Out of the lines below, please list those that hold the string "instance".
========
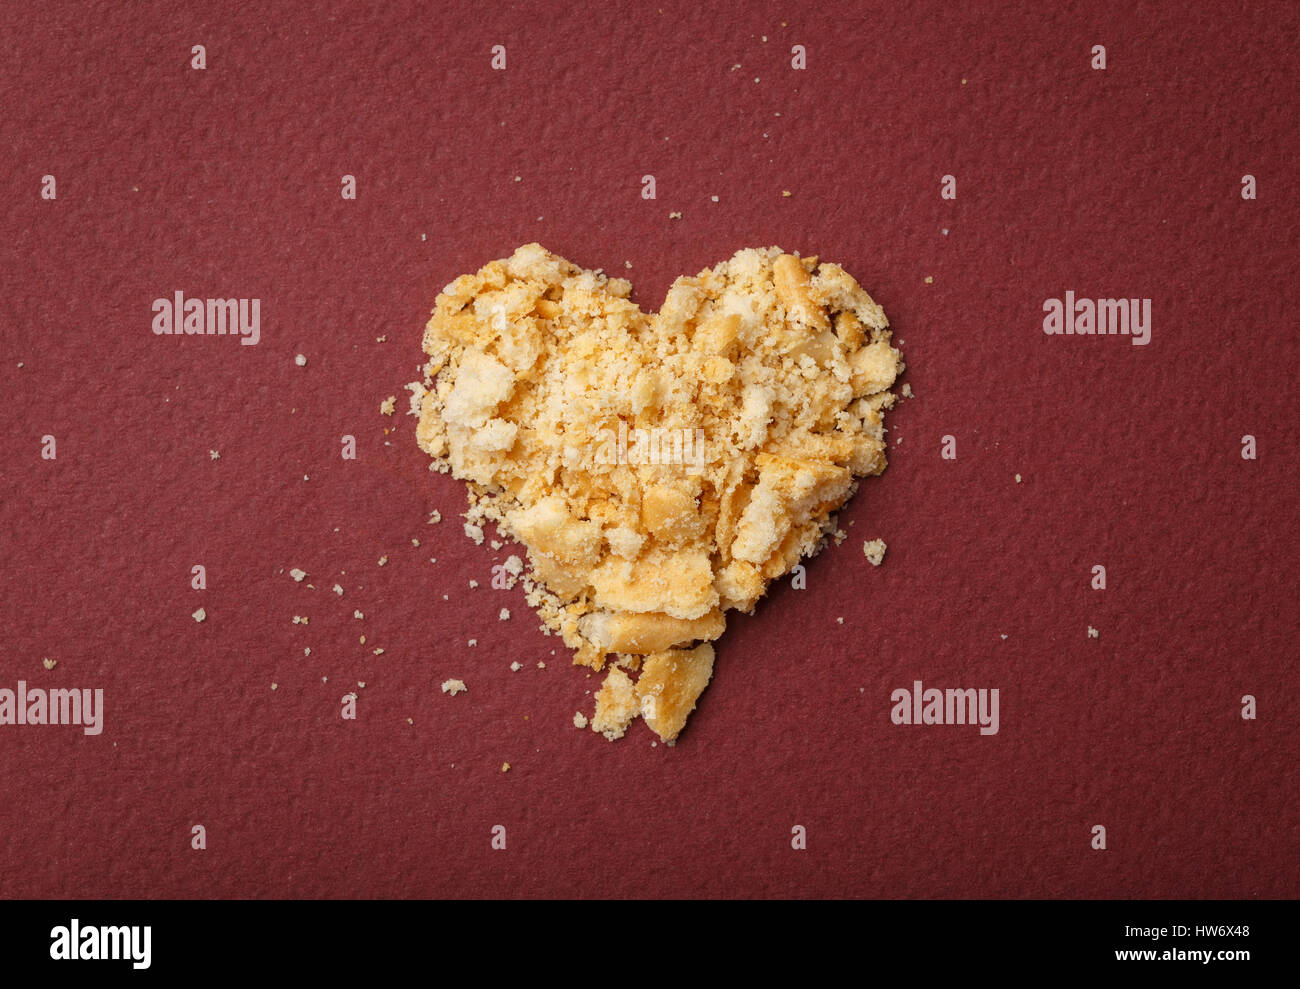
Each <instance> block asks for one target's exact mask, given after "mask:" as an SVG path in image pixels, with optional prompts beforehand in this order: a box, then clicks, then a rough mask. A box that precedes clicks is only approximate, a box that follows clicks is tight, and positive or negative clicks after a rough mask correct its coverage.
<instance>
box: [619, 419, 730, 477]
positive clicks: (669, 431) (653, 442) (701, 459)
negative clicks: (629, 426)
mask: <svg viewBox="0 0 1300 989" xmlns="http://www.w3.org/2000/svg"><path fill="white" fill-rule="evenodd" d="M595 443H597V446H595V463H598V464H627V465H630V467H641V465H647V464H655V465H656V464H690V465H693V467H705V465H706V464H707V463H708V456H707V452H706V448H705V430H702V429H677V428H659V426H655V428H651V429H640V428H638V429H632V430H629V429H628V424H627V422H619V428H617V430H614V429H602V430H599V431H598V433H597V441H595Z"/></svg>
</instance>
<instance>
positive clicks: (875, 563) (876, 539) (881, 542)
mask: <svg viewBox="0 0 1300 989" xmlns="http://www.w3.org/2000/svg"><path fill="white" fill-rule="evenodd" d="M887 548H888V547H887V546H885V541H884V539H872V541H871V542H865V543H862V552H863V555H865V556H866V558H867V559H868V560H870V561H871V565H872V567H879V565H880V564H881V563H883V561H884V559H885V550H887Z"/></svg>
========
### WRITTEN SOLUTION
Each <instance> block asks for one target's exact mask, given after "mask:" as an SVG path in image pixels, with optional prompts beforehand in this order: a box, then clicks, then a rough mask. A box that precedes clicks is only approximate, a box that follows clicks is tight, and positive or negative clicks after a rough mask correct its coverage.
<instance>
</instance>
<instance>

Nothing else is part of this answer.